### Material provided
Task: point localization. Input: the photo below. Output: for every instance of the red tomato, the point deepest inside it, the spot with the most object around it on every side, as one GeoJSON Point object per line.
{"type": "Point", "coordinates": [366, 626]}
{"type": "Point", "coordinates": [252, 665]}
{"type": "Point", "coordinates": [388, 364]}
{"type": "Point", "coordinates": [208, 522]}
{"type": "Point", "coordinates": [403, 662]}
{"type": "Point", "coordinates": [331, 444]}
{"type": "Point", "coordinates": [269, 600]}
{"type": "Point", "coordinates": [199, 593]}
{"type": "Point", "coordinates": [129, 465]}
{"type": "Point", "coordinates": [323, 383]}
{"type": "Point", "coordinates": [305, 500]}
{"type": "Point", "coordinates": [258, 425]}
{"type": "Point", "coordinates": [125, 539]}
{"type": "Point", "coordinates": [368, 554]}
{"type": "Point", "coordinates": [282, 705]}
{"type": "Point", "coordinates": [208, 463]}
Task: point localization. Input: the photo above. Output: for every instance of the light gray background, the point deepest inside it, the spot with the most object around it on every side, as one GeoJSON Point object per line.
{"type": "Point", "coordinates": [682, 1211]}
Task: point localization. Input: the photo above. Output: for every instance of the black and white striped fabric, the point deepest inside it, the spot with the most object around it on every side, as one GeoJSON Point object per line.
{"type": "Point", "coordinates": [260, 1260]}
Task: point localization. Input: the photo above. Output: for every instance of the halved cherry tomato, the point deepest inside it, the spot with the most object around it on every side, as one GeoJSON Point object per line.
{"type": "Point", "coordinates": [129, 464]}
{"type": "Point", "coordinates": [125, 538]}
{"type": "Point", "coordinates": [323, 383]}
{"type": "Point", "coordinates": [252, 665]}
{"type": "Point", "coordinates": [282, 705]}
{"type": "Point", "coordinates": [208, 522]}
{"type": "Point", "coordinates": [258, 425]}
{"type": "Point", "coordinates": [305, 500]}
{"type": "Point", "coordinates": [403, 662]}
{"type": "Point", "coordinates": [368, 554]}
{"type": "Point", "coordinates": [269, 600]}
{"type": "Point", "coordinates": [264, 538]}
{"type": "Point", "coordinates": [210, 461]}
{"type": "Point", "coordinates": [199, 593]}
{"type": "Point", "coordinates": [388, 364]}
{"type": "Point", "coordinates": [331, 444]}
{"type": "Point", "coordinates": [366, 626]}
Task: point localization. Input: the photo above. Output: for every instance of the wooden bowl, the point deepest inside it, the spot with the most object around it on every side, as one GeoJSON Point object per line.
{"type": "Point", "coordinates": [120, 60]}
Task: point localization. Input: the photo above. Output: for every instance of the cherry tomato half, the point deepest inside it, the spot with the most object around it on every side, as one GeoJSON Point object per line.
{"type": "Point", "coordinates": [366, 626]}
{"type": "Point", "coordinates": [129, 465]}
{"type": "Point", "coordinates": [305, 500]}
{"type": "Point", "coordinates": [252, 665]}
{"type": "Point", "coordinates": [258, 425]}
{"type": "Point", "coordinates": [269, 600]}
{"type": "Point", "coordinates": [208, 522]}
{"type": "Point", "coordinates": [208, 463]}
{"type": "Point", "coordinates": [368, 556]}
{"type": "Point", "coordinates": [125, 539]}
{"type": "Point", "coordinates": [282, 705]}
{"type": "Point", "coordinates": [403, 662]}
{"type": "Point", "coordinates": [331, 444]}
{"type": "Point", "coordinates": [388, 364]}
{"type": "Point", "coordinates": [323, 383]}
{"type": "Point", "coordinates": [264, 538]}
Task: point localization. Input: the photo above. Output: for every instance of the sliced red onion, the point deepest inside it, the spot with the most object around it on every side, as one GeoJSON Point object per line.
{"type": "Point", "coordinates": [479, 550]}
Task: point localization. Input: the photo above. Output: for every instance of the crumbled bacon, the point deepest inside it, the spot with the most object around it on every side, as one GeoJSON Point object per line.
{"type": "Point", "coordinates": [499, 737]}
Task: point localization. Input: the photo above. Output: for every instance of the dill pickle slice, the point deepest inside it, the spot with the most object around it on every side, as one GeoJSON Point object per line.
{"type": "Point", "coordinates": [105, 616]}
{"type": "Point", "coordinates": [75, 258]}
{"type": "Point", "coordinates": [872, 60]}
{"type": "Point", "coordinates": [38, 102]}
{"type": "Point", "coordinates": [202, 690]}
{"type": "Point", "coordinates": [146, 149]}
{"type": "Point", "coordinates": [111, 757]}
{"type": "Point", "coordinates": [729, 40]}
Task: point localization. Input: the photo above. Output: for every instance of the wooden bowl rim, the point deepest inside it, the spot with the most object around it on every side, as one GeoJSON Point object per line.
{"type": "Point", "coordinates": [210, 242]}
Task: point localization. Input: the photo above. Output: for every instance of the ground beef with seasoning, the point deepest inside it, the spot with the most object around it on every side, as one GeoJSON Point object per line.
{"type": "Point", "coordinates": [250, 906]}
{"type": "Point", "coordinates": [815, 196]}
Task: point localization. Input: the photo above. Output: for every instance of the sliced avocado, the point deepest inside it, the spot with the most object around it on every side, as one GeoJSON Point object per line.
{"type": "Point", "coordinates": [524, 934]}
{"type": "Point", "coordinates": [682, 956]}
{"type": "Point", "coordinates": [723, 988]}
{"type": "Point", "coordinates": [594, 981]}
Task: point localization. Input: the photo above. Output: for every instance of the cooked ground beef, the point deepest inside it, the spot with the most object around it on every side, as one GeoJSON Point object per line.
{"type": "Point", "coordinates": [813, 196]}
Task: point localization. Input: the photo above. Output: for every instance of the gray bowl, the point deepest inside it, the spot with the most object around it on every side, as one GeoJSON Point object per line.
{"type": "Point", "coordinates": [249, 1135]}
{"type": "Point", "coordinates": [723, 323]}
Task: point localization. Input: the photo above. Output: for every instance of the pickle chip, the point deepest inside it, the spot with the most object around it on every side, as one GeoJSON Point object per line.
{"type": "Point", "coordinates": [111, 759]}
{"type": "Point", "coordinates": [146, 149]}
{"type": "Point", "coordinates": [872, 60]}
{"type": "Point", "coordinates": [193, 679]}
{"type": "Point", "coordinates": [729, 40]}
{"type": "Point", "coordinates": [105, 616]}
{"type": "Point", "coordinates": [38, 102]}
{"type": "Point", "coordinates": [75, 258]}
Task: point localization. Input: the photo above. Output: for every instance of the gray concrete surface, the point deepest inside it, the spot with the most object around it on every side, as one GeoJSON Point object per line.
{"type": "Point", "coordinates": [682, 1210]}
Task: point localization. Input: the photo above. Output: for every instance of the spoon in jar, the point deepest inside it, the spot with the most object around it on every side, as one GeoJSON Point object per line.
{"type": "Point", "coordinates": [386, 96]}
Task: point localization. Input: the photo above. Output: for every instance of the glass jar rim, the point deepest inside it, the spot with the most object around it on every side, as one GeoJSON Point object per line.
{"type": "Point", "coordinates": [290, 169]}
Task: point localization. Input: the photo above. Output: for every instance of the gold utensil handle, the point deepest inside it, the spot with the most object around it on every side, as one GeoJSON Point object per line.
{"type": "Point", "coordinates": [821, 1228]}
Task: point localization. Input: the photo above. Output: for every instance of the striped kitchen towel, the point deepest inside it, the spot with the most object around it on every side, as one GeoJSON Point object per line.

...

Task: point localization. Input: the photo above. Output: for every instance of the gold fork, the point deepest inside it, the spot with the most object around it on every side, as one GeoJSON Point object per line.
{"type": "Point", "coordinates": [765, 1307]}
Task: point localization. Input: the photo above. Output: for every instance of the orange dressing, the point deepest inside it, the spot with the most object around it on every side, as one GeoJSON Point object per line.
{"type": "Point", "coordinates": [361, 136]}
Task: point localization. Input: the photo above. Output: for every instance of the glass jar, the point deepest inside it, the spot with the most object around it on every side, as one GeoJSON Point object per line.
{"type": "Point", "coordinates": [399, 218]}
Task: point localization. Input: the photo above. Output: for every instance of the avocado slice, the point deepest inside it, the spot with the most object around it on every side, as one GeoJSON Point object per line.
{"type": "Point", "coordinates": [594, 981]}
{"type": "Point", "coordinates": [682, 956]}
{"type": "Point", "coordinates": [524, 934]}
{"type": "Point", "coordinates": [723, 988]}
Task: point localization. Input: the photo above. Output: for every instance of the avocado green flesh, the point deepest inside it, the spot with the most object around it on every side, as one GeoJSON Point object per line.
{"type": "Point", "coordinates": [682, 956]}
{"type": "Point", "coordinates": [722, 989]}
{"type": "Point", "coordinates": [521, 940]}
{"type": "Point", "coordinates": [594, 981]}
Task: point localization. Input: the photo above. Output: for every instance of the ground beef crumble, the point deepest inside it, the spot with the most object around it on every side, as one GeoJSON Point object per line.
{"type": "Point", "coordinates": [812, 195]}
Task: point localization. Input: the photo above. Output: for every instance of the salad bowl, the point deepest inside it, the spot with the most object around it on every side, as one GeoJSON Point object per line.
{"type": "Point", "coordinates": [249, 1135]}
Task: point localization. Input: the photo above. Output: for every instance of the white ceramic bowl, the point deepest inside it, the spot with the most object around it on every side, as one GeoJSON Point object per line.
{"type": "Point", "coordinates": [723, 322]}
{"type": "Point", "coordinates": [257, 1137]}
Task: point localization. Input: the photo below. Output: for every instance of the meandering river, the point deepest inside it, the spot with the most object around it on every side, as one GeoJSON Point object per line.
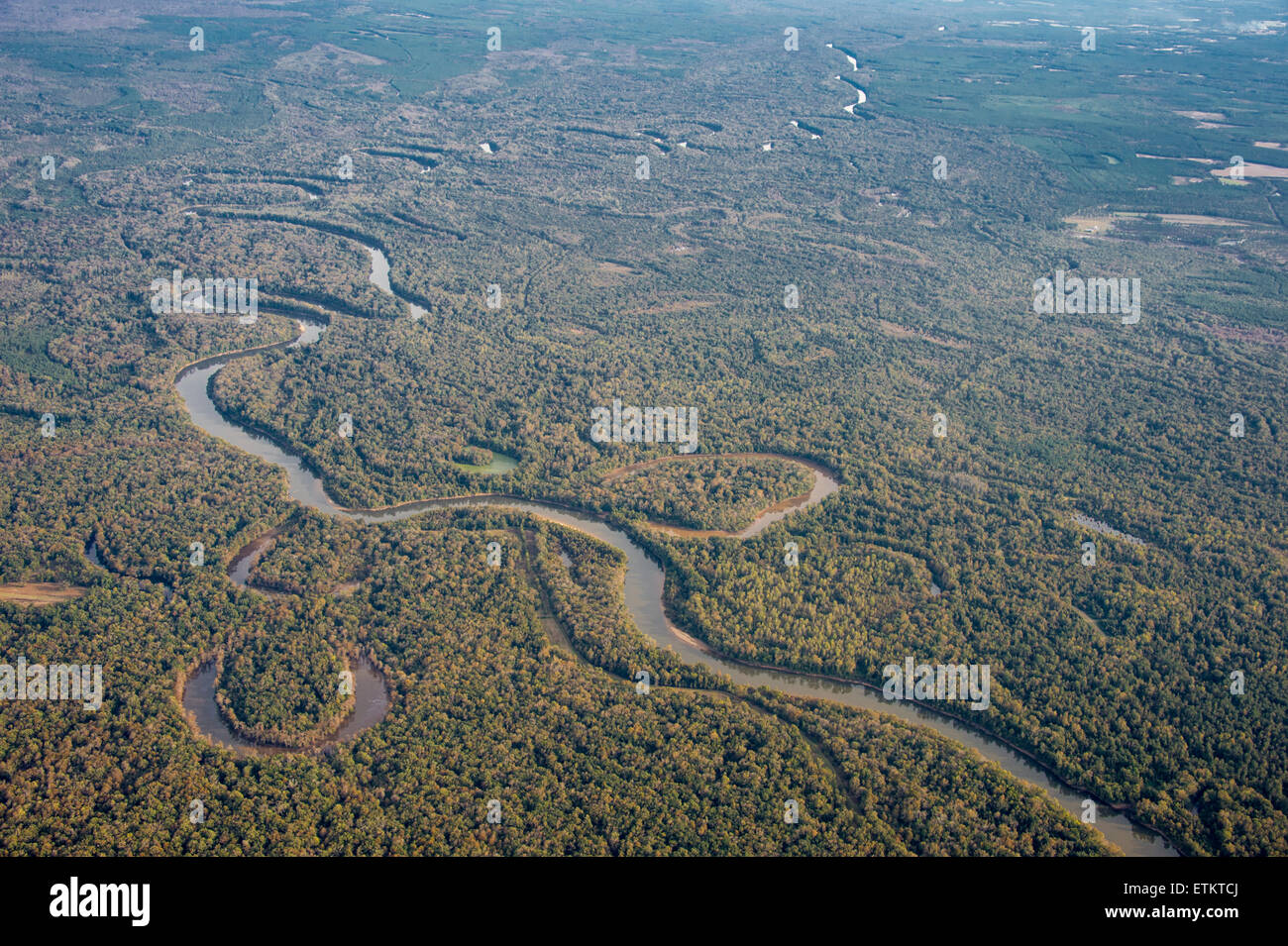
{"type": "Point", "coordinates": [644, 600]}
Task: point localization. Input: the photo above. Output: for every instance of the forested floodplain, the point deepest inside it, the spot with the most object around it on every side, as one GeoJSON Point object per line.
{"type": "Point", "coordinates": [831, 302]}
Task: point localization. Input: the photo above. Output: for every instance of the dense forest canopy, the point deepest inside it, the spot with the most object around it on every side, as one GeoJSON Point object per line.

### Required work
Transcribe only this stretch of the data: the line with "of the white", the line with "of the dense", and every line in between. Leave out the pictures.

### Written solution
Task: point localization. Input: the photo above. Output: for every instance of the white ceramic bowl, the point deepest inside it, the spot with the most object around it on every side, as one GeoJSON Point object per line.
{"type": "Point", "coordinates": [723, 322]}
{"type": "Point", "coordinates": [257, 1137]}
Task: point localization. Input: the photo below. Output: for every instance of the meandering river, the point deepest inside it, the spot with the most object around it on every side, as one GeoJSON Point object per line.
{"type": "Point", "coordinates": [644, 600]}
Task: point localization. Input: the photo above. Output: for every instance of the forested floodplain, the point deepest inside it, the spot with the most object around it on every side, as one GeoJSON Point object per line.
{"type": "Point", "coordinates": [831, 302]}
Task: point localization. Input: the photo above. Output: for every instance of the dense forest canopy, the point deepest inside it, the spot with the most object around it on every side, as one GeoJSON Point object per line.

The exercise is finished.